WORK TO BE COMPLETED: All pictures are to be dropped, and everything else in the data duplicated exactly.

WORKING DATA:
---+---

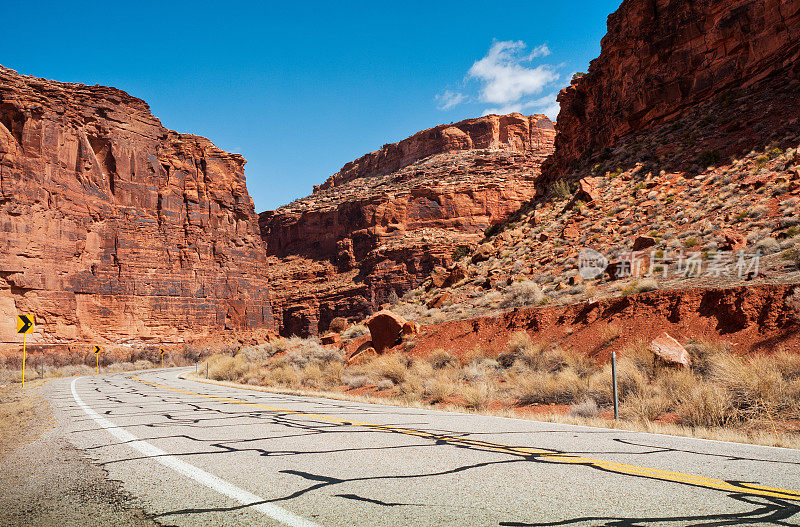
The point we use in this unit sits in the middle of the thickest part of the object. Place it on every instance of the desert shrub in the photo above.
(523, 293)
(560, 189)
(313, 352)
(564, 387)
(355, 331)
(645, 406)
(440, 358)
(704, 355)
(355, 381)
(393, 367)
(587, 409)
(385, 384)
(476, 395)
(640, 286)
(283, 374)
(460, 252)
(707, 406)
(439, 389)
(227, 368)
(262, 352)
(338, 324)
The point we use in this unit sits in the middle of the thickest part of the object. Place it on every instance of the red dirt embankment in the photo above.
(750, 318)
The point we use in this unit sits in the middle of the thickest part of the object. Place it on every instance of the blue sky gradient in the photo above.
(301, 88)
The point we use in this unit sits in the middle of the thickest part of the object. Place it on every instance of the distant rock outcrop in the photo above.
(661, 58)
(512, 133)
(117, 229)
(381, 224)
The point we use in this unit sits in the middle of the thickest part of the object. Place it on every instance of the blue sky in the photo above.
(300, 88)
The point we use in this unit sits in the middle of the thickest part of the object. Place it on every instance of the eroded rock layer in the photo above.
(117, 229)
(662, 57)
(384, 222)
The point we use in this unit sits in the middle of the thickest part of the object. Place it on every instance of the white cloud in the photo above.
(449, 99)
(540, 51)
(506, 74)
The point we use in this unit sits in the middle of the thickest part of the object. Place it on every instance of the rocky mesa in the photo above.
(384, 222)
(682, 142)
(117, 229)
(664, 59)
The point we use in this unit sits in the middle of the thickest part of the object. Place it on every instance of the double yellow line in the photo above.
(548, 456)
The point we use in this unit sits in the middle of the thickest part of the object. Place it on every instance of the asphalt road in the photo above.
(199, 454)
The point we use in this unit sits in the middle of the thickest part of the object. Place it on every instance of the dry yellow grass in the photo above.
(724, 391)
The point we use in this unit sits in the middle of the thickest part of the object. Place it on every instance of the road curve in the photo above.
(199, 454)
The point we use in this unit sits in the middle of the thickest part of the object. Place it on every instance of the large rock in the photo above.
(385, 329)
(378, 227)
(118, 229)
(670, 351)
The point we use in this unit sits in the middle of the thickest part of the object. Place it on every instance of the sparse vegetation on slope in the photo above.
(724, 391)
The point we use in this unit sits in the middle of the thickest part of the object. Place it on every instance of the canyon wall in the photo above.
(380, 225)
(512, 133)
(115, 229)
(661, 58)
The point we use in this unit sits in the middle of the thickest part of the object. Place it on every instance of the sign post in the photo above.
(24, 326)
(97, 350)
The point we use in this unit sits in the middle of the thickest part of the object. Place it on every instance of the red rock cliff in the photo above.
(662, 57)
(117, 229)
(374, 229)
(512, 133)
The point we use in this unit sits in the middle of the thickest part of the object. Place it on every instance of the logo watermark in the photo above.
(592, 264)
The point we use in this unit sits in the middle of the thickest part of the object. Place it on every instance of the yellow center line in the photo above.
(550, 456)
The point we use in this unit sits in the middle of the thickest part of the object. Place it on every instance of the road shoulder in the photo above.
(47, 481)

---+---

TASK RESPONSE:
The point we use in this unit sits in the middle of the thickest part of the object. Place it on every instance of the desert shrub in the photo above.
(523, 293)
(560, 189)
(313, 352)
(564, 387)
(355, 331)
(645, 406)
(440, 358)
(704, 355)
(355, 381)
(393, 367)
(587, 409)
(385, 384)
(476, 395)
(640, 286)
(283, 374)
(460, 252)
(707, 406)
(439, 389)
(227, 368)
(262, 352)
(338, 324)
The point we use in this unit sits in the middle of the thickest part of the object. Place it on every instance of the red dirt embankment in the photo above.
(750, 318)
The point we use in this unit sits in the middle of the thickest part of the object. Place it on every instance of the blue sky gradient in the photo above.
(301, 88)
The point we use in this unit sits in the middle of the thickest part of the object. Place it on every instance of the distant rock outcrop in the photo above.
(661, 58)
(512, 133)
(117, 229)
(381, 224)
The point we use in this unit sits in the middle of the thickest part of the object. Place it on every instance of the blue sky in the photo above.
(300, 88)
The point we use in this unit sits in the middle of the thickest part of the object. Place it on every instance of the eroded rock layer in the photo above.
(117, 229)
(662, 57)
(384, 222)
The point we use in this unit sits in the middle of the thickest part of the object. Place it on every instance of the white cloud in the photo above.
(449, 99)
(540, 51)
(506, 74)
The point we use in this unit sits in the middle of the thickest part of the object. Place it on every instance of the rocky mesa in the photo above.
(384, 222)
(682, 142)
(117, 229)
(664, 59)
The point we use in this unit sits in the middle of the thickest part of the object. Place it on every instance of the double yellow line in the photo above.
(548, 456)
The point we use in this unit sits in the middle of the thickest part of the object. Place it on every instance of the asphalt road in the photo above.
(199, 454)
The point we use in this unit sits in the middle of the thickest part of the object. Place it on every instance of the dry yellow grass in the photo above.
(724, 391)
The point we use in this unit sits in the middle of the thickest part of the object. Place it on every instance of the road curve in the photo above.
(199, 454)
The point we use in this unit sits in the middle of the thickest part of the object. Place it on every instance of the large rock in the photo above.
(385, 329)
(378, 227)
(118, 229)
(670, 351)
The point we use in this unit sits in the middle of the thickest part of the object. Place it on every instance of the sparse vegetation on slope in the photo above.
(724, 391)
The point we use in this unit sits in the middle of the thickest part of the object. Place it on every instance of the canyon wall in the photo above.
(380, 225)
(512, 133)
(115, 229)
(661, 58)
The point we use in this unit sits in the middle of the thickest part of the object. Place it on every instance of the sign post in the photo above.
(24, 326)
(97, 350)
The point we use in this unit sits in the middle of the thickest part of the object. Place it on every instance of the red rock cliff in the photo above.
(662, 57)
(117, 229)
(374, 229)
(512, 133)
The point we use in this unit sits in the middle of the thickest part of the object. Place it on every instance of the logo watermark in the photo above.
(592, 264)
The point we use in this unit sits in the middle of the thickest part of the object. Place it on every instance of the yellow center line in the photo above.
(550, 456)
The point we use in this unit sits in the middle of the thickest part of the object. Place it on every instance of the road shoulder in the photo above.
(47, 481)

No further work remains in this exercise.